Tentang Status Facebook, Masa Lalu, dan Pledoi Untuknya

Siapa yang tak kenal dengan jejaring sosial facebook? Jejaring sosial bikinan Mark Zuckerberg ini sangat diminati oleh masyarakat. Tercatat jumlah pengguna FB sudah tembus ke angka 1 milyar (tapi ini termasuk akun kloningan juga lho). Indonesia menempati peringkat keempat pengguna FB terbanyak di dunia. Seiring dengan kesuksesannya, FB pun memutuskan untuk melakukan IPO walaupun kini harga sahamnya agak turun. Saya pun juga memiliki akun fb, yang terpaksa ganti nama pada tanggal 17 Desember 2014.

Dunia facebook di beranda saya baru geger dengan sebuah fenomena. Kejadian ini diawali kemarin siang, saat status teman saya di tahun lampau tiba-tiba dikomen oleh teman fbnya. Status dengan bahasa tahun lampau tersebut menjadi naik lagi. Dalam sekejap, hobi memberi komen di status tahun lampau menjadi tren di kalangan teman-teman saya. Bak bola salju, kejadian ini menjadi meluas dan memakan banyak “korban”. Saya juga menjadi korban, dengan status saya yang sebenarnya cuma ngutip lagunya Ebiet G Ade.
========================================================================
> Instruksi Latihan
Reproduksi seluruh teks tentang status Facebook di atas tanpa mengubah satu karakter pun.

Baris dari sebuah dataset
========================================================================
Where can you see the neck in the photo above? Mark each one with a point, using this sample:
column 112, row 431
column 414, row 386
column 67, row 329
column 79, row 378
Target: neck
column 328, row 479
========================================================================
> Jawaban Latihan
Tentang Status Facebook, Masa Lalu, dan Pledoi Untuknya

Siapa yang tak kenal dengan jejaring sosial facebook? Jejaring sosial bikinan Mark Zuckerberg ini sangat diminati oleh masyarakat. Tercatat jumlah pengguna FB sudah tembus ke angka 1 milyar (tapi ini termasuk akun kloningan juga lho). Indonesia menempati peringkat keempat pengguna FB terbanyak di dunia. Seiring dengan kesuksesannya, FB pun memutuskan untuk melakukan IPO walaupun kini harga sahamnya agak turun. Saya pun juga memiliki akun fb, yang terpaksa ganti nama pada tanggal 17 Desember 2014.

Dunia facebook di beranda saya baru geger dengan sebuah fenomena. Kejadian ini diawali kemarin siang, saat status teman saya di tahun lampau tiba-tiba dikomen oleh teman fbnya. Status dengan bahasa tahun lampau tersebut menjadi naik lagi. Dalam sekejap, hobi memberi komen di status tahun lampau menjadi tren di kalangan teman-teman saya. Bak bola salju, kejadian ini menjadi meluas dan memakan banyak “korban”. Saya juga menjadi korban, dengan status saya yang sebenarnya cuma ngutip lagunya Ebiet G Ade.